Rows taken from a pointing dataset
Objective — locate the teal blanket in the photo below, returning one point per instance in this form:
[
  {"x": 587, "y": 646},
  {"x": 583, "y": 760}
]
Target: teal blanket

---

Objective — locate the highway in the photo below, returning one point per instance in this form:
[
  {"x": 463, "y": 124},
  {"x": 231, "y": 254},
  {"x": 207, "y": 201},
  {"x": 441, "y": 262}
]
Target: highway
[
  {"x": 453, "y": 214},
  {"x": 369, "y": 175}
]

...

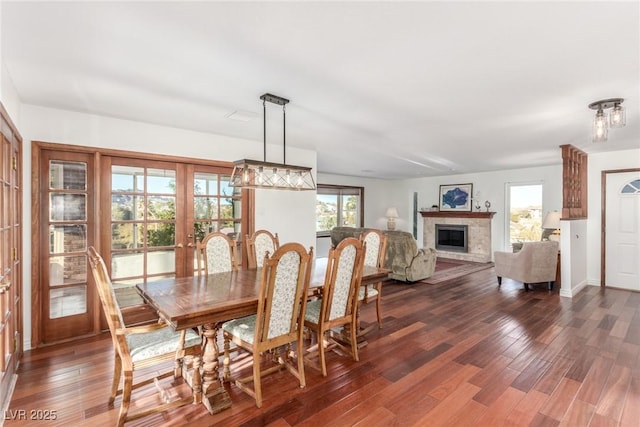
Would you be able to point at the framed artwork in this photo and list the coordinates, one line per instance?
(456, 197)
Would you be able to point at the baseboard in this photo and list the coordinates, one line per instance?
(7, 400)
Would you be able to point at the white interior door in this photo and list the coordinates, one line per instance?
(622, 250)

Written exercise
Can you format everything in the listing above, from the line containing "Objective — locate the teal" down to the line containing "Target: teal blanket", both lines included, as a numbered list with one item per line and no blank lines?

Correct result
1. Objective — locate the teal blanket in the photo below, returning one point per instance in this form:
2. [
3.   {"x": 587, "y": 646},
4.   {"x": 583, "y": 760}
5. ]
6. Target: teal blanket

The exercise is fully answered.